- **Trecho**:
---------------

Infelizmente, quem trabalha sob a escala 6 x 1 está privado de um direito tão básico [descanso]. Essa jornada semanal – de seis dias consecutivos de trabalho, com apenas um dia de folga – é comum em bares e restaurantes, supermercados e comércio em geral, saúde e serviços. Há fábricas no setor metalúrgico que também impõem esse modelo. É uma escala que afasta o trabalhador da família e dos amigos, ao mesmo tempo em que lhe tira tempo para o estudo ou o lazer. Para piorar, nem sempre o descanso ocorre no domingo.
Além disso, a nota aponta para a proposta de substituição da escala 6×1 pela escala 4×3. Portanto, com redução de jornada e sem perdas salariais.
“A unidade da classe trabalhadora é testada nesta grande batalha civilizacional. A Fitmetal e suas entidades filiadas se somam à luta contra a exploração! Pelo fim da escala 6 x 1! Por jornadas e condições de trabalho dignas para todos!”
Dificuldade passa por adequações de empresas a novas tendências de mercado, afirma especialista
De acordo com a coordenadora do Observatório do Trabalho da Universidade de Caxias do Sul (UCS), professora Lodonha Soares, a discussão reflete uma tendência no mundo do trabalho. Trata-se de uma revisão do estilo de trabalho estabelecido na Constituição Brasileira de 1934 que faz-se necessária, visto que o processo e a produtividade eram completamente diferentes do que são hoje, no século XXI. Apesar de as mídias sociais terem evidenciado a proposta com muita intensidade, a discussão não é novidade e também não será resolvida de imediato.
Porém, a professora alerta que é necessário observar tanto o lado dos benefícios quanto o lado dos desafios. Segundo ela, será necessário que o governo federal entre na discussão, devido à proporção da proposta, além do fato de ela ter atingido o número mínimo de assinaturas para transitar.

---------------

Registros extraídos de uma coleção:
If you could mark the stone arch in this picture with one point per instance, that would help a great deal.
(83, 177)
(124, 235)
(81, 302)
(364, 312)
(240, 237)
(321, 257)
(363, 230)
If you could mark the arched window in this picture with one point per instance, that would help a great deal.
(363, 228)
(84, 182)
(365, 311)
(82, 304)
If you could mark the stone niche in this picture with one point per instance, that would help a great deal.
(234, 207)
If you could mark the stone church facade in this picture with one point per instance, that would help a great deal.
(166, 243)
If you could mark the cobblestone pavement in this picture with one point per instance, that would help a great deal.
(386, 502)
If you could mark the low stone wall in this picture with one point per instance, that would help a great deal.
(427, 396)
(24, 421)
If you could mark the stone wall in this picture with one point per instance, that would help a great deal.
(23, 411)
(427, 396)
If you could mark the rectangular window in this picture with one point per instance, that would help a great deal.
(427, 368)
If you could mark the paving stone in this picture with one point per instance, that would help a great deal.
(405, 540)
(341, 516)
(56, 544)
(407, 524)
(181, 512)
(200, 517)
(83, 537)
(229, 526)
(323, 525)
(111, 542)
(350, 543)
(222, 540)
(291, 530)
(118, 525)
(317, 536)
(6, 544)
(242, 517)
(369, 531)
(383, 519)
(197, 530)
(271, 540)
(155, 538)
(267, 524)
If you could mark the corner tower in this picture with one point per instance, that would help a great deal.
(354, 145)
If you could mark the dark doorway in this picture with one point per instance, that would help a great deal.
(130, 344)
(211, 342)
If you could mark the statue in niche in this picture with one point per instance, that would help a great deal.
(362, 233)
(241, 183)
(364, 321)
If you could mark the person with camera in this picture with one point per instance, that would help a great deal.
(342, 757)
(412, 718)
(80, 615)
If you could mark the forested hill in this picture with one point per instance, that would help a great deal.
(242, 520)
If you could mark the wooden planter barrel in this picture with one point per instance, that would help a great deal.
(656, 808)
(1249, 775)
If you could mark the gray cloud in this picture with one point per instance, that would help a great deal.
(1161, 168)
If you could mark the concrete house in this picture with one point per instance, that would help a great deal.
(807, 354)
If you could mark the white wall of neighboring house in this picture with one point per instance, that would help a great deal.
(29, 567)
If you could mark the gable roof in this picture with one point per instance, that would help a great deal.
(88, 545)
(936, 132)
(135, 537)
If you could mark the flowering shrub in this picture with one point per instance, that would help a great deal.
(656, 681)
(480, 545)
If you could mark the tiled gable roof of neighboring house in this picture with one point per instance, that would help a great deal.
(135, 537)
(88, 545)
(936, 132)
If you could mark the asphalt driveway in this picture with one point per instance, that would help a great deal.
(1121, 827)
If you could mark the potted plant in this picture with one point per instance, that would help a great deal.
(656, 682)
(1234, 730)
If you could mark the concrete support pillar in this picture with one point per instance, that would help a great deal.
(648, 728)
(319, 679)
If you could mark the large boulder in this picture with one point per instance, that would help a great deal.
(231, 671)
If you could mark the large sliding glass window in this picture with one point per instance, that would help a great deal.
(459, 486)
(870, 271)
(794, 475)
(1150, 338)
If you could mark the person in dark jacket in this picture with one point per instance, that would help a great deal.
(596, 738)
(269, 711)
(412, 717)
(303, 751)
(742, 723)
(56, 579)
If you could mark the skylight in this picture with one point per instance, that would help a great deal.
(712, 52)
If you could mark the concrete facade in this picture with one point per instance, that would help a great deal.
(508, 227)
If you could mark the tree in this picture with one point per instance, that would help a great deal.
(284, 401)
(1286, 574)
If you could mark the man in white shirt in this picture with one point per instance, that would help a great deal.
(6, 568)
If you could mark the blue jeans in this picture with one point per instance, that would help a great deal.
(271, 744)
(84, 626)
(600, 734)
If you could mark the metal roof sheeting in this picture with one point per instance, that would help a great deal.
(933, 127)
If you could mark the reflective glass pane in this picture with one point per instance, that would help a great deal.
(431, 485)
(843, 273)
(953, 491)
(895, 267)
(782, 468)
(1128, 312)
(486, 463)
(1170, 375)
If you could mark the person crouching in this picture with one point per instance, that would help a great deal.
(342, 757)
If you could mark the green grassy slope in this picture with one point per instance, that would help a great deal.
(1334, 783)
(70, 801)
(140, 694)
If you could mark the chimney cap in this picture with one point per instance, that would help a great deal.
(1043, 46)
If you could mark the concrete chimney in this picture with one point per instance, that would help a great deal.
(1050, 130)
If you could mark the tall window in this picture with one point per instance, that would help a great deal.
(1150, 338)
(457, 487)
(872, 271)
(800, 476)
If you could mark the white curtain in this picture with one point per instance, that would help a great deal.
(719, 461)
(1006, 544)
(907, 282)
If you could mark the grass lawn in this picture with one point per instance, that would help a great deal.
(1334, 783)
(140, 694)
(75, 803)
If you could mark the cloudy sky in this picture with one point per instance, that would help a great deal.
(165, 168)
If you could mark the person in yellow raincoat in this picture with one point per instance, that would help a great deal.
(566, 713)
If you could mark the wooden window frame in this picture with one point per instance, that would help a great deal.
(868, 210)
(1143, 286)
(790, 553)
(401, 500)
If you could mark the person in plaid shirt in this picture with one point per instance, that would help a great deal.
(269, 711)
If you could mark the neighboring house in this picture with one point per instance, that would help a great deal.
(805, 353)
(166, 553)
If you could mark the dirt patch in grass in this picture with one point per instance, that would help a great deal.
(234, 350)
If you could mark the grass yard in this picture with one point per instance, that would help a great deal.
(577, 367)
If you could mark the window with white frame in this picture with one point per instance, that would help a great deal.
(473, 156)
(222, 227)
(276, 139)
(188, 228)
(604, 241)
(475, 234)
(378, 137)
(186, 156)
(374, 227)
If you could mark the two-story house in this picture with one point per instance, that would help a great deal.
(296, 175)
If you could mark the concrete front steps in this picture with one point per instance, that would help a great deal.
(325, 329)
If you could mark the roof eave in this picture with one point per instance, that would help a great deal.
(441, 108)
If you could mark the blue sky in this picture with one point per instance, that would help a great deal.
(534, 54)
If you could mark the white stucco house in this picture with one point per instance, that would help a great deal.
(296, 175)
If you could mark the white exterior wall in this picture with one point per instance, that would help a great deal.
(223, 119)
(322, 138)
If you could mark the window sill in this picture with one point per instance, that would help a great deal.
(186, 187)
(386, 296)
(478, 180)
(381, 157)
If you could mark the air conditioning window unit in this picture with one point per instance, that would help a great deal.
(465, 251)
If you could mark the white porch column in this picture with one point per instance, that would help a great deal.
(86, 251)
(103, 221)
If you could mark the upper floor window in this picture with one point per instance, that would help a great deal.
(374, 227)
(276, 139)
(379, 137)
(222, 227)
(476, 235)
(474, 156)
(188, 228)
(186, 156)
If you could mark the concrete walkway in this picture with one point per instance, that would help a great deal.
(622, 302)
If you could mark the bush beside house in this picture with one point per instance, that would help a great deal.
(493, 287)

---------------

- **Tarefa proposta**: Reproduza sem alterações a parte do texto sobre a escala 6 x 1 que vai de "Infelizmente, quem trabalha" até "ocorre no domingo.", incluindo essas palavras.

- **Resposta esperada**:
Infelizmente, quem trabalha sob a escala 6 x 1 está privado de um direito tão básico [descanso]. Essa jornada semanal – de seis dias consecutivos de trabalho, com apenas um dia de folga – é comum em bares e restaurantes, supermercados e comércio em geral, saúde e serviços. Há fábricas no setor metalúrgico que também impõem esse modelo. É uma escala que afasta o trabalhador da família e dos amigos, ao mesmo tempo em que lhe tira tempo para o estudo ou o lazer. Para piorar, nem sempre o descanso ocorre no domingo.